### Try it
Pull every line of the entries that has the word "background".

Stored records
******************************
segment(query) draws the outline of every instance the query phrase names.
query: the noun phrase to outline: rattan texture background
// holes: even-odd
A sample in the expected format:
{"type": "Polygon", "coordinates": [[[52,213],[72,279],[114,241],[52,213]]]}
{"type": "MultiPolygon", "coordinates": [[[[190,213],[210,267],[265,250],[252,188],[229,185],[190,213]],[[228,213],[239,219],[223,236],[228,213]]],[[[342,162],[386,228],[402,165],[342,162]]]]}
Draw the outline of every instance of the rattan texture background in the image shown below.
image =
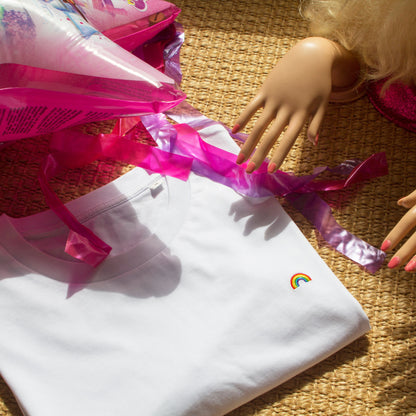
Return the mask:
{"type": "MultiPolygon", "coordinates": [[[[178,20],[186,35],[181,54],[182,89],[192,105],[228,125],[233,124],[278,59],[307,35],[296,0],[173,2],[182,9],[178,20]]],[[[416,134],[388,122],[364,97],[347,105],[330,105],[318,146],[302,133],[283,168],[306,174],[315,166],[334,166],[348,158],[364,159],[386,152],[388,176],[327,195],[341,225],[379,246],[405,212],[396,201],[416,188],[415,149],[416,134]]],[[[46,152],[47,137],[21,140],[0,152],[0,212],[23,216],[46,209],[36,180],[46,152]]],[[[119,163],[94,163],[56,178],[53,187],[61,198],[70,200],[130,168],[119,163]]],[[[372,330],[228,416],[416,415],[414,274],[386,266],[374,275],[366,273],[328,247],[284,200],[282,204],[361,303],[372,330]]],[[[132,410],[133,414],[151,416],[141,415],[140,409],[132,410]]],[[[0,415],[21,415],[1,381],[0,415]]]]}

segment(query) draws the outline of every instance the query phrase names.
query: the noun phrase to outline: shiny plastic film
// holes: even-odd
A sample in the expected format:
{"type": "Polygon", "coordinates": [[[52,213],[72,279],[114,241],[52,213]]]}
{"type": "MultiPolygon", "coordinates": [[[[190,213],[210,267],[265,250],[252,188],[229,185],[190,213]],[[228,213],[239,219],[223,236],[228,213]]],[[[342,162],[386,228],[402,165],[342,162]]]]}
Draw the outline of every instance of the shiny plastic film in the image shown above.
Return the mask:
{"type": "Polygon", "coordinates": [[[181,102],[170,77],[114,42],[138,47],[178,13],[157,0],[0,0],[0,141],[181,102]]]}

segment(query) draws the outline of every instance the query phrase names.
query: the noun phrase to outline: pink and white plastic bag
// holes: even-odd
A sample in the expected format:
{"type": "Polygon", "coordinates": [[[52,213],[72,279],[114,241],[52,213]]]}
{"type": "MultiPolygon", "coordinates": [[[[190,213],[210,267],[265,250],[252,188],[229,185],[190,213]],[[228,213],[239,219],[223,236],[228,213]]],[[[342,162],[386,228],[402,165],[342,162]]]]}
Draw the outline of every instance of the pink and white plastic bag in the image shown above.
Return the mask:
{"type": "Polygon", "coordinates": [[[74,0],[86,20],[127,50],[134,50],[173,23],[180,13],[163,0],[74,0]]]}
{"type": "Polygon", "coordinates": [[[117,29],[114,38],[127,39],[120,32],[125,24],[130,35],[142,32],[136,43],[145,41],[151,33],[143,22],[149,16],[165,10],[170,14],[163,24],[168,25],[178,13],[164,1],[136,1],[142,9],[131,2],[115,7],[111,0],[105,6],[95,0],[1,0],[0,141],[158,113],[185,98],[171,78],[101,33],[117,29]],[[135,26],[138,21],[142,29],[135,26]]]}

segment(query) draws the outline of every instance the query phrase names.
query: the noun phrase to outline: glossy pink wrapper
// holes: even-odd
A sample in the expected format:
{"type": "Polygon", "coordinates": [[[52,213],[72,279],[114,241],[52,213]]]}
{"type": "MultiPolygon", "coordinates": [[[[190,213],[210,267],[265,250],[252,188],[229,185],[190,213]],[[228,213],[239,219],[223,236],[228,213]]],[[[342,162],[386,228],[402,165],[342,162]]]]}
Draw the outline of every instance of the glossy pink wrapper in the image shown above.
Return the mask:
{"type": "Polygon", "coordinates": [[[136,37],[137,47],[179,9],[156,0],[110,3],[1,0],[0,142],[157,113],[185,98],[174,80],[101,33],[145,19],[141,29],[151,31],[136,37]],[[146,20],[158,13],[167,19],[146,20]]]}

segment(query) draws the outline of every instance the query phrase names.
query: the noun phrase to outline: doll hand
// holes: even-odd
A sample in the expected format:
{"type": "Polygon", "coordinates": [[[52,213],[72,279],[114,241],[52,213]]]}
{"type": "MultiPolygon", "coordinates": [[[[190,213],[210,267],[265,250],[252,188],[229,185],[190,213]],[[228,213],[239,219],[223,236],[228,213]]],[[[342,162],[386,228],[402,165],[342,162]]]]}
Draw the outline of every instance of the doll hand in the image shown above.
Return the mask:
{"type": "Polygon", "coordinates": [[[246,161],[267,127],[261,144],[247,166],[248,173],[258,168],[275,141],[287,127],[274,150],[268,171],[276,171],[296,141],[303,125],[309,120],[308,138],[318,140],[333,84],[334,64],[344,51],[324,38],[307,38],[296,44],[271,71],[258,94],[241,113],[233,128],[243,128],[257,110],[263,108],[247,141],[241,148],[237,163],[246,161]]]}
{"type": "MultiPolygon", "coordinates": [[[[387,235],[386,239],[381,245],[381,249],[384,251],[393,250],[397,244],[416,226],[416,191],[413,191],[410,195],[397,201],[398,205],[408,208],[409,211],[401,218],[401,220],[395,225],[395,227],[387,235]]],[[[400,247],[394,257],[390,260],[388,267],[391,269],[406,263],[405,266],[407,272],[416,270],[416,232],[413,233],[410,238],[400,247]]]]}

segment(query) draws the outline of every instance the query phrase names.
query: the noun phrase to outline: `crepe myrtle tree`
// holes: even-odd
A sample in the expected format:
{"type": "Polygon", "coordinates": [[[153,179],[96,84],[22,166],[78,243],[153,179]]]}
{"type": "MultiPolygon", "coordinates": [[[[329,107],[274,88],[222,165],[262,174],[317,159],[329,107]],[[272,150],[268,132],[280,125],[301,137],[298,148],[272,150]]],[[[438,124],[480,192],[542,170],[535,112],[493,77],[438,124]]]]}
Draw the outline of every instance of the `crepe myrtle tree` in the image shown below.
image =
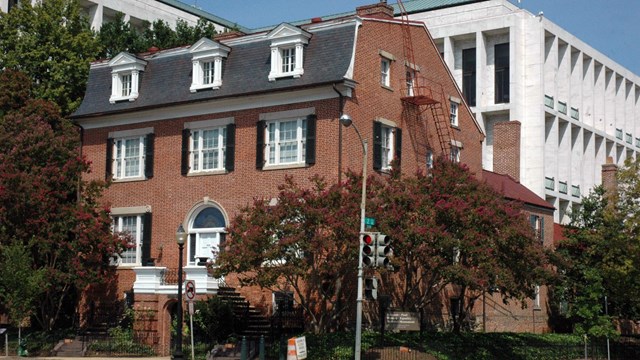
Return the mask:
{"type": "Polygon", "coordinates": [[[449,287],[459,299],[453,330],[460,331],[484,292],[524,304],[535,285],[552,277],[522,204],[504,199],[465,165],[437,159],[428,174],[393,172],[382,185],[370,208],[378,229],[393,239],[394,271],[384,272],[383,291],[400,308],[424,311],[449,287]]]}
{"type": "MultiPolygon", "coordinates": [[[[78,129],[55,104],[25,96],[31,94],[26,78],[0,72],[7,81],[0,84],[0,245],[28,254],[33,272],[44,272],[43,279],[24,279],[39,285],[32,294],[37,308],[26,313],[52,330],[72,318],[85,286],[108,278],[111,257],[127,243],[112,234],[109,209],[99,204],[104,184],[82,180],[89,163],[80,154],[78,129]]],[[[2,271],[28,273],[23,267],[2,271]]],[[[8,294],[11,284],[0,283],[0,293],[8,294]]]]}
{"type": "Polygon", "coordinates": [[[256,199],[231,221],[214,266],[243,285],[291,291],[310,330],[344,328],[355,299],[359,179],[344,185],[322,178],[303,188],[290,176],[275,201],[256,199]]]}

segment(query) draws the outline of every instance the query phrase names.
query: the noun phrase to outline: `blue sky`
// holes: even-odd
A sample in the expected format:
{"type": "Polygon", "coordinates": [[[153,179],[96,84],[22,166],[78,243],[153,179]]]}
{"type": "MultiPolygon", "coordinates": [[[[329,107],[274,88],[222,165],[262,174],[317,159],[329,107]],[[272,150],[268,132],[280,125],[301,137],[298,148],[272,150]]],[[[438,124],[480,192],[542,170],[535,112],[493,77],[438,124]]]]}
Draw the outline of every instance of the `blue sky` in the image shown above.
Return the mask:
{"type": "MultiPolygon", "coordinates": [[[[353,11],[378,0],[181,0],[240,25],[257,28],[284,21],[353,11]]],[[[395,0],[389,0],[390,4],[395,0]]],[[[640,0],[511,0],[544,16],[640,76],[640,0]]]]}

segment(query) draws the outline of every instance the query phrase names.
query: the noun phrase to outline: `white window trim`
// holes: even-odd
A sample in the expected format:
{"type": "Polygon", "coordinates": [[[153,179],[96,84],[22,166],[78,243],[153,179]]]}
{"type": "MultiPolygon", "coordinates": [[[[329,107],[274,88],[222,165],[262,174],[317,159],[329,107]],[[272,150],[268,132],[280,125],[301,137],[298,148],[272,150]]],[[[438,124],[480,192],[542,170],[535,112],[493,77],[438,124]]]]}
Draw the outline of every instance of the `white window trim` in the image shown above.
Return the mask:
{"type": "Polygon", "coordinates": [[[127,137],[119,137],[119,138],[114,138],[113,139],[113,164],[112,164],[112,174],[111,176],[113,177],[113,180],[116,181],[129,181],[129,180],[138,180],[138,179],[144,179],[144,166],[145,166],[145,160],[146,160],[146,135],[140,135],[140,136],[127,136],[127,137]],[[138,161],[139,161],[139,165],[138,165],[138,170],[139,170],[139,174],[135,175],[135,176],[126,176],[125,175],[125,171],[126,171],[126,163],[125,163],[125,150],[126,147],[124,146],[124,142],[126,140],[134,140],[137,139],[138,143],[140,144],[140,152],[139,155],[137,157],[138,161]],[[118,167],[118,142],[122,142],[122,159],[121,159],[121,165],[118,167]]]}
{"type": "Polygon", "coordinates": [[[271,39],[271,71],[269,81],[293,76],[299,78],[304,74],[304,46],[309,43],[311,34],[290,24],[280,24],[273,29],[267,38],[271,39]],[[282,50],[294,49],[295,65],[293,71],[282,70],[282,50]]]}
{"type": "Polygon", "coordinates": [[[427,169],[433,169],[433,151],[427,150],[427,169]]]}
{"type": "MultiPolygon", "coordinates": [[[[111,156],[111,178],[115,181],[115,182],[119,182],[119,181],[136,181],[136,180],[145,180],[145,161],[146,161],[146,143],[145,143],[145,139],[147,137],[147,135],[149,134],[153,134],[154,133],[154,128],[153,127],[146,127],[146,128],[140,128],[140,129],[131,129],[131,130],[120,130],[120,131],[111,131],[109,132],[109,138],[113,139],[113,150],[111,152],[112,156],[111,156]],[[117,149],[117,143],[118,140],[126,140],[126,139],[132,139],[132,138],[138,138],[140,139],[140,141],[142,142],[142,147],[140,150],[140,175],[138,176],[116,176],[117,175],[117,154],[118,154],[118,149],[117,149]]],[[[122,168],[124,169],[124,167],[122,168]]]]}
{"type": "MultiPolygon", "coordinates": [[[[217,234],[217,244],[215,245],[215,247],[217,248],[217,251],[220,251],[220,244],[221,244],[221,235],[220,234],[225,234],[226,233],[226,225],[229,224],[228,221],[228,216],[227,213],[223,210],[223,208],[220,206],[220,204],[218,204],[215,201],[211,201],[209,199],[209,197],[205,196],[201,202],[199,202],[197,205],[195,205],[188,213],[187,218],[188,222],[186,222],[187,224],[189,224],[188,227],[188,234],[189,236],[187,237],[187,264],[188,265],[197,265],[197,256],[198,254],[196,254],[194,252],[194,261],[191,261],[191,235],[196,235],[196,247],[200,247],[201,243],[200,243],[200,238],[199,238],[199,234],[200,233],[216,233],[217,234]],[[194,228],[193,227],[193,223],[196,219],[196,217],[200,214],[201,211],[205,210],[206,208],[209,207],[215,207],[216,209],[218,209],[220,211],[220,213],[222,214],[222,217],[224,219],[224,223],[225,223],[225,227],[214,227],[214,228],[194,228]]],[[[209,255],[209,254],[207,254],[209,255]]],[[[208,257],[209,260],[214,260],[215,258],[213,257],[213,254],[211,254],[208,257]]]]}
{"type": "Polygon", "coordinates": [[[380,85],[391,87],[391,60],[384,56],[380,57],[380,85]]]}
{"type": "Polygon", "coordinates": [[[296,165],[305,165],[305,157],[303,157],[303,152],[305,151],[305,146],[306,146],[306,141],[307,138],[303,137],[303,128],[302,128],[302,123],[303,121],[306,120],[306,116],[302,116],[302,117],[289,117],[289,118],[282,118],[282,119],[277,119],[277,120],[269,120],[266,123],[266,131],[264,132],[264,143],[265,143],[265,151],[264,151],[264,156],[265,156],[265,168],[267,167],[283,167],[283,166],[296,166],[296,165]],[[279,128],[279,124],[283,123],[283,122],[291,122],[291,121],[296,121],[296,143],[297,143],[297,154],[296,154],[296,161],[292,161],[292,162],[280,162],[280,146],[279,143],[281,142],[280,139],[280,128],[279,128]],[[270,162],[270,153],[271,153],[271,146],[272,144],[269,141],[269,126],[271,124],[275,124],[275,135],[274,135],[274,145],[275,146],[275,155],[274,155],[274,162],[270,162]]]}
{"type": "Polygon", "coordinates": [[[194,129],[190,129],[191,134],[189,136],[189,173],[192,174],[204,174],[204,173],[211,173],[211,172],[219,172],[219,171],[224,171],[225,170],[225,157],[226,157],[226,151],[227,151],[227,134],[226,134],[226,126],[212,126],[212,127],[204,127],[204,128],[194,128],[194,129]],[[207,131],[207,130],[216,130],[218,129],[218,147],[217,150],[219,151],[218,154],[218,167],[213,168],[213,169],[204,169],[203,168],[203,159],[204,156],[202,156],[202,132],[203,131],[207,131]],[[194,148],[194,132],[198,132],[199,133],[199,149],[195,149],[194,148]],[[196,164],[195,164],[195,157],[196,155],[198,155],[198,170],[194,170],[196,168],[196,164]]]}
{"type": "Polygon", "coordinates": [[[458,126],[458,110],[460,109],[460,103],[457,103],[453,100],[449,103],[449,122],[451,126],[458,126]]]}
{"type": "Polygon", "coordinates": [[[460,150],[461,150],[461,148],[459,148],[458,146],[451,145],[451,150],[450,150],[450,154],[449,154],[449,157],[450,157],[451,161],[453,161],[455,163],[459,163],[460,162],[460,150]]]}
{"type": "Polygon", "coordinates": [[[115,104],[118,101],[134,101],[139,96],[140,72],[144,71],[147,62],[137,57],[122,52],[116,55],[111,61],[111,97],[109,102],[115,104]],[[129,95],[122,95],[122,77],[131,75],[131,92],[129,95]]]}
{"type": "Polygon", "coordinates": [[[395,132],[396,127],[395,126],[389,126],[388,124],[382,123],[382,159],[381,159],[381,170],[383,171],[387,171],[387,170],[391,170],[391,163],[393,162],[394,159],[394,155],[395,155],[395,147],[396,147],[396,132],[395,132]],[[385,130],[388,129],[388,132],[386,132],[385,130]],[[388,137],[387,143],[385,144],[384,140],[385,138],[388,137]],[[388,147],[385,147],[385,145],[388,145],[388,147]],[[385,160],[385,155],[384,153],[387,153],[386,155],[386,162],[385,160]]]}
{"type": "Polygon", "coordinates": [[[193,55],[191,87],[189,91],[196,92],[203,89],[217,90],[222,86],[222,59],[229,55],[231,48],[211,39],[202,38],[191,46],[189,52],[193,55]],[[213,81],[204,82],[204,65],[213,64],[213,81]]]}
******************************
### Reply to the task
query: the noun phrase to outline: rattan texture background
Draw the outline of every instance of the rattan texture background in the image shown below.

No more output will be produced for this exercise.